# TASK STATEMENT
Return the material below line for line, changing nothing.

Records from an annotation dataset:
--- begin ---

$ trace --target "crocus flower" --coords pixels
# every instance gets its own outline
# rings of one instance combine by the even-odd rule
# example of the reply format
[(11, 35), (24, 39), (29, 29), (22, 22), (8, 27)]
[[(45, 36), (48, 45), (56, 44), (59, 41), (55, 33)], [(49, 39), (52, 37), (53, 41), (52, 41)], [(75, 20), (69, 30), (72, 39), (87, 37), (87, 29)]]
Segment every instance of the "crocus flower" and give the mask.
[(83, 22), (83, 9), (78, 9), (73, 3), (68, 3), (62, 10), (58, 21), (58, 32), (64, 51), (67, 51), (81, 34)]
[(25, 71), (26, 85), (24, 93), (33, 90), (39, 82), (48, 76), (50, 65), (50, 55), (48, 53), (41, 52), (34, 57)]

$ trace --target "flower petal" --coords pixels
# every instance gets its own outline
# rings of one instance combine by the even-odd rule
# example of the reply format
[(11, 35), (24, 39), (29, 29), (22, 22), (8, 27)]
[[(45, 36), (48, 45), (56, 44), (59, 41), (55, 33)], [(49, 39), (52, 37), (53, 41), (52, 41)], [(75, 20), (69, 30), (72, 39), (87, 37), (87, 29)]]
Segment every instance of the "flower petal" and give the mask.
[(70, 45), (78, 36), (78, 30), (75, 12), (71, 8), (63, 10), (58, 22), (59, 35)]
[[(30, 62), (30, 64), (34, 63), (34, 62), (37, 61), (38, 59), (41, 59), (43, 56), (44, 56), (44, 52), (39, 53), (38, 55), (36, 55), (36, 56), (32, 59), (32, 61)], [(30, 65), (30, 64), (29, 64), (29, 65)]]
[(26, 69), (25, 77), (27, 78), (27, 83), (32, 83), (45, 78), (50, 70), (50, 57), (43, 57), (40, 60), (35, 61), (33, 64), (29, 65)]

--- end ---

# SOLUTION TO THIS PROBLEM
$ trace --target "crocus flower" --coords pixels
# every instance gets its own outline
# rings of one instance combine by the even-odd rule
# example of the reply format
[(11, 35), (24, 39), (29, 29), (22, 22), (8, 27)]
[[(45, 36), (48, 45), (56, 44), (59, 41), (55, 33)], [(49, 39), (52, 37), (53, 41), (52, 41)], [(75, 20), (69, 30), (72, 39), (87, 37), (87, 29)]]
Segment every instance of the "crocus flower" and give the mask.
[(83, 22), (83, 9), (78, 9), (73, 3), (68, 3), (62, 10), (58, 21), (58, 32), (64, 51), (67, 51), (81, 34)]
[(25, 71), (26, 85), (24, 93), (33, 90), (39, 82), (48, 76), (50, 65), (50, 55), (48, 53), (41, 52), (34, 57)]

$ trace --target "flower petal" --coords pixels
# every instance gets its own outline
# rings of one instance combine by the even-odd rule
# example of the reply format
[(11, 35), (24, 39), (29, 29), (22, 22), (8, 27)]
[[(45, 36), (48, 45), (56, 44), (59, 41), (55, 33)], [(49, 39), (52, 37), (53, 41), (52, 41)], [(75, 20), (69, 30), (72, 39), (87, 37), (87, 29)]]
Segment every instance of the "flower petal" and give the mask.
[(70, 45), (78, 36), (78, 30), (75, 12), (71, 8), (63, 10), (58, 22), (59, 35)]
[[(30, 62), (30, 64), (34, 63), (34, 62), (37, 61), (38, 59), (41, 59), (43, 56), (44, 56), (44, 52), (39, 53), (38, 55), (36, 55), (36, 56), (32, 59), (32, 61)], [(30, 65), (30, 64), (29, 64), (29, 65)]]
[(26, 69), (25, 77), (27, 78), (27, 83), (32, 83), (45, 78), (50, 70), (50, 57), (43, 57), (40, 60), (35, 61), (33, 64), (29, 65)]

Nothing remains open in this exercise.